Extract exactly and only the lines of the data below, starting at the line with "Target: number 1 decal" and stopping after the final line.

Coordinate annotation records:
-- Start --
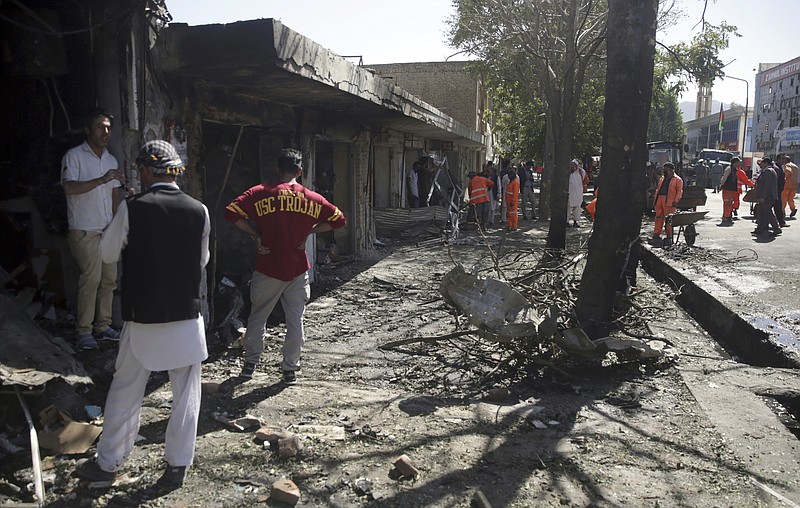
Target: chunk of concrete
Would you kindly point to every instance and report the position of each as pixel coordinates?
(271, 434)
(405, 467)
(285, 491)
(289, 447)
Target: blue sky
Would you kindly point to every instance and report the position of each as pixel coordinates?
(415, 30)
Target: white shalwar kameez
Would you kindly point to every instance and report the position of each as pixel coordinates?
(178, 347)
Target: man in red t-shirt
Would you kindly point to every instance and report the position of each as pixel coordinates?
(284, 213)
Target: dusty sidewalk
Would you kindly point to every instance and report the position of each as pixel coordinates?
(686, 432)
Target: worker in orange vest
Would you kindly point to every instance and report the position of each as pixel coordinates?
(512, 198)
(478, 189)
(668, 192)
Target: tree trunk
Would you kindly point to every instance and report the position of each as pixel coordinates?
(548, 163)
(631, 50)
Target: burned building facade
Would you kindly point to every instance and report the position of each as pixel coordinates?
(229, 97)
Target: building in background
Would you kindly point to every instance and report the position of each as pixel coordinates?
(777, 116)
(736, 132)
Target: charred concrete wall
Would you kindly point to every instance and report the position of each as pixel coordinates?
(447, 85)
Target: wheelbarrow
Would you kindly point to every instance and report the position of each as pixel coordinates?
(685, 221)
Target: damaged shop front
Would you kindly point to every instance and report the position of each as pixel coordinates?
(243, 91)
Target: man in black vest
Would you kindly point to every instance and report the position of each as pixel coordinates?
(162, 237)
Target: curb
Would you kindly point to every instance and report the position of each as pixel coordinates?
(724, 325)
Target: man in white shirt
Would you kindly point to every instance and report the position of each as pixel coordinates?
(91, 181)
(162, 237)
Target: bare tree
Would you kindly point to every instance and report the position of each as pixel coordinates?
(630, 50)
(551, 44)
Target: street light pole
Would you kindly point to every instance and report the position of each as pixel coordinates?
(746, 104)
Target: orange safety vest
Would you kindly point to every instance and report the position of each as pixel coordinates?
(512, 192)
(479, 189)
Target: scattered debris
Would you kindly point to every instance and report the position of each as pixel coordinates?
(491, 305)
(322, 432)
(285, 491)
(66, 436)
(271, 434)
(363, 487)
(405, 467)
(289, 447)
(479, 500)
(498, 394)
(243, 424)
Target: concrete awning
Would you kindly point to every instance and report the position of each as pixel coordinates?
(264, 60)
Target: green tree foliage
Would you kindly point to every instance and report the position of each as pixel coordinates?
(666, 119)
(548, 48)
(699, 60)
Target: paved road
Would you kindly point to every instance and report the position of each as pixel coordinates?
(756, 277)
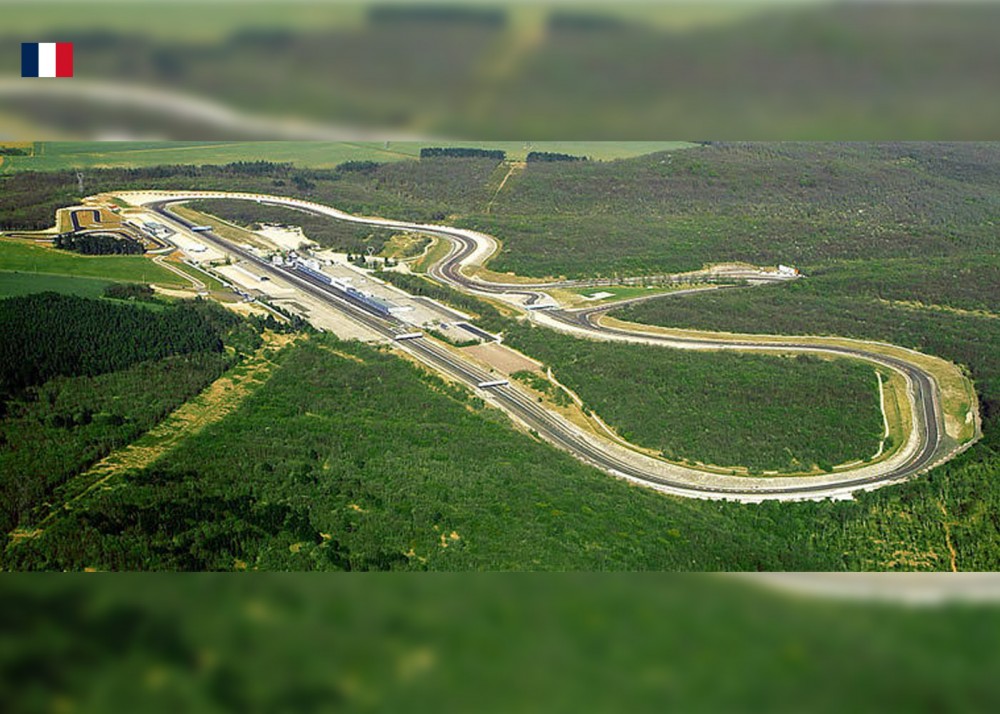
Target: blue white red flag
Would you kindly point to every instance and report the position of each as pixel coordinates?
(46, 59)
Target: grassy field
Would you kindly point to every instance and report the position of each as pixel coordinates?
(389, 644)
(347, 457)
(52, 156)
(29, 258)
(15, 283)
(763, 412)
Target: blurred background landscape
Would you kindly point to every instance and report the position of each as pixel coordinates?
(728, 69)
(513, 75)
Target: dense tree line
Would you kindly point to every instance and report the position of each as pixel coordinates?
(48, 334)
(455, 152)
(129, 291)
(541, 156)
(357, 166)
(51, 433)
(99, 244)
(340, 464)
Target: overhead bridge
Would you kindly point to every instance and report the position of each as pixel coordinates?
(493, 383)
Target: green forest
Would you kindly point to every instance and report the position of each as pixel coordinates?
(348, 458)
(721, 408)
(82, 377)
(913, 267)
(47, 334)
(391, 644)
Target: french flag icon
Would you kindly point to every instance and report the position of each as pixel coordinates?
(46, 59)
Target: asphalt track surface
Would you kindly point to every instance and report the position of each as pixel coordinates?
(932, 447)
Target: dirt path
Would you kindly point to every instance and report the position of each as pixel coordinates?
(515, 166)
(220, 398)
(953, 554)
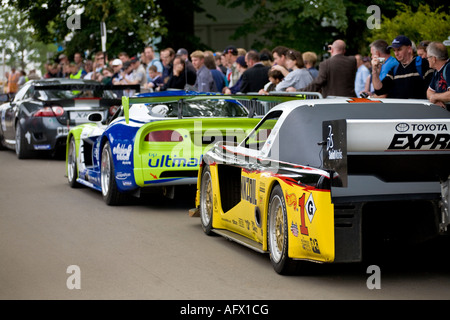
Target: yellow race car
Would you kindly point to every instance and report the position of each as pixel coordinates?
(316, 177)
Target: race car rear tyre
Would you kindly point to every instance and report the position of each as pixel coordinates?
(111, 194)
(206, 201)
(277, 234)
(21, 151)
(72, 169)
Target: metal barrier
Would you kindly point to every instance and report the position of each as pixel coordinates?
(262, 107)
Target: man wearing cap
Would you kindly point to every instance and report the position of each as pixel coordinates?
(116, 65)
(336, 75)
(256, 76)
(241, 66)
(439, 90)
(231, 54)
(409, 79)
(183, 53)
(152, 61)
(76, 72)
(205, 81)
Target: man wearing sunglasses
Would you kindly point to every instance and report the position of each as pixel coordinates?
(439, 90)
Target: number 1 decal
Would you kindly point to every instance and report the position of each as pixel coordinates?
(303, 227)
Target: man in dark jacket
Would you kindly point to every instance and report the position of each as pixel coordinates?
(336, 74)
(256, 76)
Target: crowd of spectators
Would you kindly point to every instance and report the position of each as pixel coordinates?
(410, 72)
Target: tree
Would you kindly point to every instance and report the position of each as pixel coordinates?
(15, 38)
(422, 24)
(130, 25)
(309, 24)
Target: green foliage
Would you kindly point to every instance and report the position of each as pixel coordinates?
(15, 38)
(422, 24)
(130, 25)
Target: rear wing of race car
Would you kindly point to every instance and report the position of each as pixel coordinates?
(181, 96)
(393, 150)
-- End --
• Problem solution:
Target: number 1 decal
Would you kindly point to every instance and report the position of each as pixel coordinates?
(303, 227)
Target: man in dark jacket
Would you kindly point to every instance and report the position of each as pixel coordinates?
(336, 74)
(256, 76)
Target: crowd of spectators
Would you kindly point to every instance and report the position of each as pixel coordinates?
(410, 72)
Target: tree
Would you kindly point to every instance and report the position of each as pixel coordinates?
(15, 38)
(422, 24)
(130, 25)
(309, 24)
Target: green foliage
Would you kindly point to every instance and report the position of each as pixel coordinates?
(15, 38)
(422, 24)
(130, 25)
Target: rear wing of race car
Would you kindly point to every instance and report the position of each as pixel coordinates?
(181, 96)
(393, 150)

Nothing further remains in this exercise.